Entnimm dem unten stehenden Artikel über die „Nacht der Ausbildung“ in Backnang wortgetreu den Abschnitt von „Gestern informierten sich“ bis einschließlich „Ideen und Attraktionen.“.
───── Textauszug ─────
Backnang als Berufsmesse: Schüler erleben die „Nacht der Ausbildung“

Gestern informierten sich rund 300 junge Erwachsene und Jugendliche bei der „Nacht der Ausbildung“ in Backnang. Viele Unternehmen haben dafür ihre Türen geöffnet und versucht, die Besucher für ihre Jobangebote zu begeistern – auch mit kreativen Ideen und Attraktionen.

Für die Schülerin scheint es gerade so, als starte sie mit einer Rakete ins Weltall. Mit dieser Attraktion erhofft sich Tesat mehr Besucher bei der „Nacht der Ausbildung“. Fotos: Tobias Sellmaier

© Tobias Sellmaier

Für die Schülerin scheint es gerade so, als starte sie mit einer Rakete ins Weltall. Mit dieser Attraktion erhofft sich Tesat mehr Besucher bei der „Nacht der Ausbildung“. Fotos: Tobias Sellmaier

Von Anja La Roche

Backnang. Zum ersten mal macht dieses Jahr die „Nacht der Ausbildung“ in Backnang Station. Die wird von den Wirtschaftsjunioren Rems-Murr veranstaltet. Durch die Aktion sollen junge Menschen Einblicke in verschiedenste Berufe erhalten. Dafür transportieren Shuttlebusse die Besucher im halbstündigen Takt vom Bahnhof zu den teilnehmenden Betrieben. Das gleicht dem Prinzip einer Ausbildungsmesse, nur in den eigenen Räumen der Unternehmen. Von 14 bis 19 Uhr haben die Jugendlichen und jungen Erwachsenen Zeit, die angebotenen Ausbildungsplätze und dualen Studiengänge genauer unter die Lupe zu nehmen.
───── Datenzeilen ─────
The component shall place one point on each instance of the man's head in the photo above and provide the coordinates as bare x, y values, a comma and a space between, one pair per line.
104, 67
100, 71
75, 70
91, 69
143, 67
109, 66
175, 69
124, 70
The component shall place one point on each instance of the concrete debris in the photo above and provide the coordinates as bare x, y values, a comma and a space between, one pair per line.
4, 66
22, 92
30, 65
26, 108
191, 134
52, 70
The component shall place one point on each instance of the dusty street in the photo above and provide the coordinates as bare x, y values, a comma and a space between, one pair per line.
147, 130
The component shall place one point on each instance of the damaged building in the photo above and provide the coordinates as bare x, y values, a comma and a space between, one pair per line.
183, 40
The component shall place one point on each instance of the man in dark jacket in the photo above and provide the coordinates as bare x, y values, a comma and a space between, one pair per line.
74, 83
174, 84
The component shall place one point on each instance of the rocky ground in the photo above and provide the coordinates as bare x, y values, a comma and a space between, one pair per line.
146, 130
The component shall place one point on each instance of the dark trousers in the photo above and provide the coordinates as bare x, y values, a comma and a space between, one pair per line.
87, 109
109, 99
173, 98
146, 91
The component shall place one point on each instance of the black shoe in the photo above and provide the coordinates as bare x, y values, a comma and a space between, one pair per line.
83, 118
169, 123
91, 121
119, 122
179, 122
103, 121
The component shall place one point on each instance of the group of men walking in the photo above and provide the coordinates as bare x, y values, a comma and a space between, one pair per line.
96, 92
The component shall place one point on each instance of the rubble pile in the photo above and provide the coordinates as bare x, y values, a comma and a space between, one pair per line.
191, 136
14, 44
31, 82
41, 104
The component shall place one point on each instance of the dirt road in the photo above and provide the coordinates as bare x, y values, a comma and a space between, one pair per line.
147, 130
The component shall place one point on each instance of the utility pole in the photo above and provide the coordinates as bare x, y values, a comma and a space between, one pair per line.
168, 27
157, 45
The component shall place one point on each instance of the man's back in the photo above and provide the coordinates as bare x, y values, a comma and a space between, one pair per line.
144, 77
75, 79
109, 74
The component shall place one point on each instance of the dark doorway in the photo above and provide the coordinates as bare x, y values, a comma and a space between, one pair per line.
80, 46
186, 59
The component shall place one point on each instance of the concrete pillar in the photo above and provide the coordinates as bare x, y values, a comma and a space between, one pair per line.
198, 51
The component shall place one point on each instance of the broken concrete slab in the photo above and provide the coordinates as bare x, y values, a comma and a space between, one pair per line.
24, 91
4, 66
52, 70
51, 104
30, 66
─────
§ Musterlösung:
Gestern informierten sich rund 300 junge Erwachsene und Jugendliche bei der „Nacht der Ausbildung“ in Backnang. Viele Unternehmen haben dafür ihre Türen geöffnet und versucht, die Besucher für ihre Jobangebote zu begeistern – auch mit kreativen Ideen und Attraktionen.